(Task directions):
Repeat each of these records exactly.

──────── Material shown ────────

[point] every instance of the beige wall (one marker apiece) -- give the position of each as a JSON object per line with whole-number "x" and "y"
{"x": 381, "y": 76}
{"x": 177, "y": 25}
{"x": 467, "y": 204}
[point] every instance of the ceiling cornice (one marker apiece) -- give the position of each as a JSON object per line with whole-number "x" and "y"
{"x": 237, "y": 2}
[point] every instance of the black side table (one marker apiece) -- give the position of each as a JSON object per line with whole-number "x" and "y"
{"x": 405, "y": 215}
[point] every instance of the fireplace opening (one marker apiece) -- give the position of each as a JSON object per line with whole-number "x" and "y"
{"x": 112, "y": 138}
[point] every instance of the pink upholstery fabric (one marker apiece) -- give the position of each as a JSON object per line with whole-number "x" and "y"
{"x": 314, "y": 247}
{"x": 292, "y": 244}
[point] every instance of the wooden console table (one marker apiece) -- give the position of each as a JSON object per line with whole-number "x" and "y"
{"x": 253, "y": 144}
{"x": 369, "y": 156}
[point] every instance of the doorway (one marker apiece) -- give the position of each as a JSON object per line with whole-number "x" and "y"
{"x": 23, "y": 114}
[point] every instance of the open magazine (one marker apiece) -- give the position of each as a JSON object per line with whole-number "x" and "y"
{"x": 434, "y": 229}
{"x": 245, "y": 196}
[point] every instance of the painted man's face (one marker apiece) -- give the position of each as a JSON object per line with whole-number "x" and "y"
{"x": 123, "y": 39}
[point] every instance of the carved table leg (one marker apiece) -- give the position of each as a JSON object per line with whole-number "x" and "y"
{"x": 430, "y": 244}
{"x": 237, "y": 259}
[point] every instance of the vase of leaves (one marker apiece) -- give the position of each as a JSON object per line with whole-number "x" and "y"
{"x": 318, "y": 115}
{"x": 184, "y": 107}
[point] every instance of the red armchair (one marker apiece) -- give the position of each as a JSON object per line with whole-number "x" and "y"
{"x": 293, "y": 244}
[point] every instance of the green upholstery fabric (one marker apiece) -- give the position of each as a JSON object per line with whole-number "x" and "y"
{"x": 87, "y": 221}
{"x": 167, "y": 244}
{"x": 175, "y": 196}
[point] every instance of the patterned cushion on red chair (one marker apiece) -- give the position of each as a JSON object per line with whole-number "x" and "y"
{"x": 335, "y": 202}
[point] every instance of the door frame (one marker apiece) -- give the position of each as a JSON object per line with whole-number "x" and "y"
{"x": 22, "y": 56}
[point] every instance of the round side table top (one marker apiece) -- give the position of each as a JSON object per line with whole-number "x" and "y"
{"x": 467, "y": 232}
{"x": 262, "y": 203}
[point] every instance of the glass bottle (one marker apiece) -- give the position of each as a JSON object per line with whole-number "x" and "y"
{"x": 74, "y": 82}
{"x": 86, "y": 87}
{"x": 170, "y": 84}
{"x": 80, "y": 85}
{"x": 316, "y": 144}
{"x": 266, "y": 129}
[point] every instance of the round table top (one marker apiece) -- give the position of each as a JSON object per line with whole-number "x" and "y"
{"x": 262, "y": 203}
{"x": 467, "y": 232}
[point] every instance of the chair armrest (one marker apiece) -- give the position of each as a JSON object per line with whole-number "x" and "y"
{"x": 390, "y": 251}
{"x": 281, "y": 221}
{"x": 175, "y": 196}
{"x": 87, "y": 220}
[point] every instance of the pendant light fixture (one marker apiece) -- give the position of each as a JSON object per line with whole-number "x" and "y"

────────

(Expected answer):
[point] every instance of the beige wall (one marker apiece) -- give the position of each as a JSON object per line with whole-number "x" and "y"
{"x": 381, "y": 76}
{"x": 177, "y": 25}
{"x": 467, "y": 204}
[point] every instance of the ceiling cornice (one marker apiece) -- give the position of each as a JSON object per line with whole-number "x" and "y"
{"x": 237, "y": 2}
[point] every instance of the black side table (one marker apiece) -- give the position of each as a JSON object per line with whole-number "x" and "y"
{"x": 405, "y": 215}
[point] every instance of the fireplace opening (one marker apiece) -- give the position of each as a JSON object per line with whole-number "x" and "y"
{"x": 112, "y": 138}
[point] every instance of the pink upholstery fabric (one marker apiece) -- give the position of each as a JSON object per line with whole-number "x" and "y"
{"x": 314, "y": 247}
{"x": 292, "y": 244}
[point] every instance of the wooden console table (one marker apiece) -- give the position of each as a JSON object per line with whole-number "x" and "y"
{"x": 253, "y": 144}
{"x": 369, "y": 156}
[point] every instance of the doorway (one marker apiece) -- give the position of each as a JSON object per line with whole-number "x" and "y"
{"x": 23, "y": 114}
[point] every instance of the open magazine (one marker apiece) -- give the position of each as a JSON object per line with whole-number "x" and "y"
{"x": 434, "y": 229}
{"x": 245, "y": 196}
[point] every instance of the painted man's face (one marker apiece) -- give the position of each as a JSON object per line with whole-number "x" and "y"
{"x": 123, "y": 39}
[point] every instance of the carved table leg (one marker apiece) -- give the position of each as a JSON object per line with whole-number "x" and "y"
{"x": 430, "y": 244}
{"x": 237, "y": 259}
[point] every instance of the vase of leaves (one marker apiece) -- give the position of each as a JSON object per line with whole-number "x" and "y"
{"x": 318, "y": 115}
{"x": 184, "y": 107}
[point] every instance of the red armchair (one marker apiece) -- give the position of each as a JSON object per line with whole-number "x" and "y"
{"x": 293, "y": 244}
[point] every instance of the green upholstery fabric (one marker apiece) -- give the position of each as a JSON object per line with whole-number "x" and "y"
{"x": 87, "y": 221}
{"x": 167, "y": 244}
{"x": 175, "y": 196}
[point] every instance of the patterned cushion on red chair (one marker apiece) -- give the position of each as a JSON object per line with whole-number "x" and "y"
{"x": 335, "y": 202}
[point] every instance of the door frame (one marker apiece) -- give the position of each as a JSON object per line with whole-number "x" and "y"
{"x": 22, "y": 56}
[point] every instance of the round side table top (one marker apiece) -- give the position of each as a JSON object per line with whole-number "x" and "y"
{"x": 467, "y": 232}
{"x": 262, "y": 203}
[point] every instance of the glass bottle (one marker apiece) -- give the position of each as a JSON object per line with whole-number "x" and "y"
{"x": 74, "y": 82}
{"x": 86, "y": 87}
{"x": 170, "y": 84}
{"x": 80, "y": 85}
{"x": 316, "y": 144}
{"x": 266, "y": 129}
[point] every instance of the round table top (one marker apiece) -- give the position of each as a JSON object per line with whole-number "x" and "y"
{"x": 262, "y": 203}
{"x": 467, "y": 232}
[point] every instance of the chair armrest (one marker apiece) -- give the position of each as a JSON object per line with whole-number "x" and "y"
{"x": 390, "y": 251}
{"x": 281, "y": 221}
{"x": 175, "y": 196}
{"x": 87, "y": 220}
[point] every instance of the pendant light fixture (one marker apiece) -- give the position of each as a JSON object per line with whole-number "x" and "y"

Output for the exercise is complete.